--- Data shown ---

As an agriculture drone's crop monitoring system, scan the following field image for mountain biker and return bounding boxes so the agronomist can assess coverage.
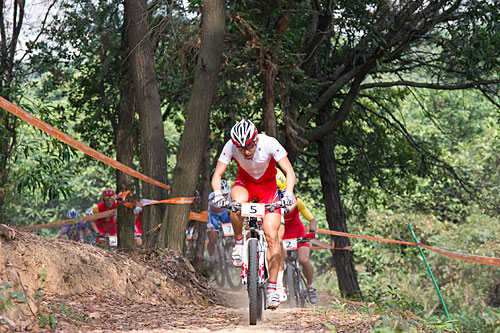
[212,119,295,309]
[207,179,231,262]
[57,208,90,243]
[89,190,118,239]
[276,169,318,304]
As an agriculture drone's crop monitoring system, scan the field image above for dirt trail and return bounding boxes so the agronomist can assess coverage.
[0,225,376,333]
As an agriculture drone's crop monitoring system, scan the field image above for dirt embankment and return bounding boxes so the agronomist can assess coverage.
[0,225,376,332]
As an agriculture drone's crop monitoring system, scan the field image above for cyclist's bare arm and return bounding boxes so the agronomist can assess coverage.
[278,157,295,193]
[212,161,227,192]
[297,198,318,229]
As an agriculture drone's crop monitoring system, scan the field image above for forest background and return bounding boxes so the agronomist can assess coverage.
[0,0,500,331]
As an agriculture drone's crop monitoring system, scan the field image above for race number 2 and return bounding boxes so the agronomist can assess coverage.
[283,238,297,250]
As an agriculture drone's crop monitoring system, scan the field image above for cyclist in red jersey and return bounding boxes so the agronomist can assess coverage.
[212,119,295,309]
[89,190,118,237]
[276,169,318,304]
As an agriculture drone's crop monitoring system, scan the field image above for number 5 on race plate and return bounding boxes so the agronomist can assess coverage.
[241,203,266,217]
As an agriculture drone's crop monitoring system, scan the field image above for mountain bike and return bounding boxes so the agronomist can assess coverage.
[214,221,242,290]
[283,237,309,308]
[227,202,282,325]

---
--- Data shown ---

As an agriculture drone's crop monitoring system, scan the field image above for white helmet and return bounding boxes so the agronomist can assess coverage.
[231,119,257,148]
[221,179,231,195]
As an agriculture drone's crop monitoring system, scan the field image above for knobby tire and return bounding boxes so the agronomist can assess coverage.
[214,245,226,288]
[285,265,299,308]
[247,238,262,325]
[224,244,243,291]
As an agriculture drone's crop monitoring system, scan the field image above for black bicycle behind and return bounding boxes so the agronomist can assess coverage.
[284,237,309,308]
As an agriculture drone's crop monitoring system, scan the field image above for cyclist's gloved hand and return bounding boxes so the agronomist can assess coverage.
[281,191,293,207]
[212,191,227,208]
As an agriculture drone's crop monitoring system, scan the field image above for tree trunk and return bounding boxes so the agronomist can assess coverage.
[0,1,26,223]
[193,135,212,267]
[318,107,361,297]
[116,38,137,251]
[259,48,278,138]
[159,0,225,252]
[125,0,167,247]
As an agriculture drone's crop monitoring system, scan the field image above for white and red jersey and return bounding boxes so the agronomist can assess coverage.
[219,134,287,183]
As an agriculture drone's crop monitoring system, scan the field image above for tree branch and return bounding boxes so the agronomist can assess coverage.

---
--- Data shown ---

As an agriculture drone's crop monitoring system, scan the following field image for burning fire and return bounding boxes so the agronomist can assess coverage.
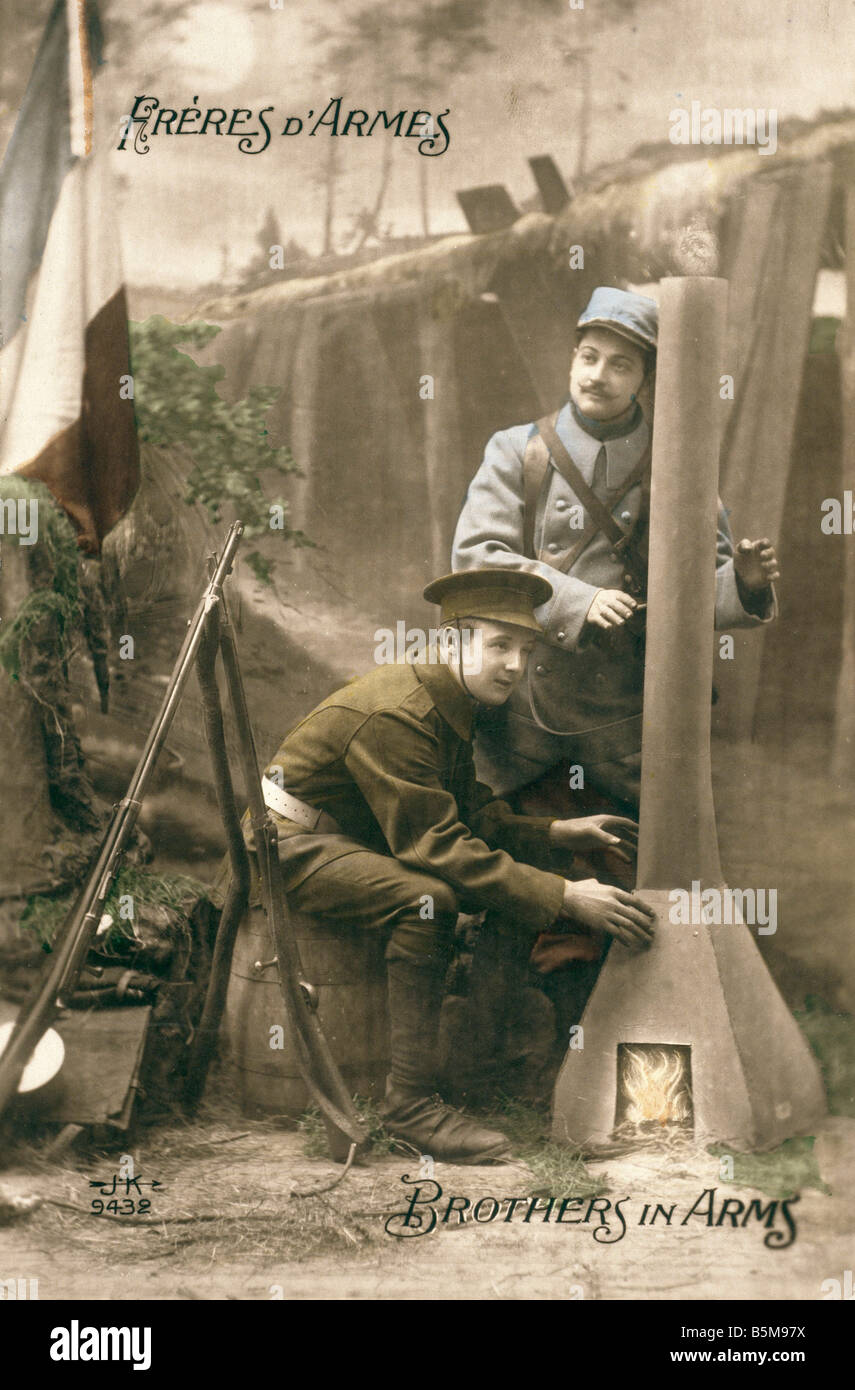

---

Task details:
Rescale the entries from the line containing "for dirt embankment" through the line containing "[0,225,376,332]", inclusive: repeat those lines, requests included, with every bounding-box coordinate in the answers multiplied by 1.9 and rounded to the nearest whole number, halves rounding up. Give only those lines.

Solution:
As an agriculture drone's crop monitoring system, scan the field image above for dirt embankment and return bounding boxes so the agronomist can assess coverage.
[0,428,714,631]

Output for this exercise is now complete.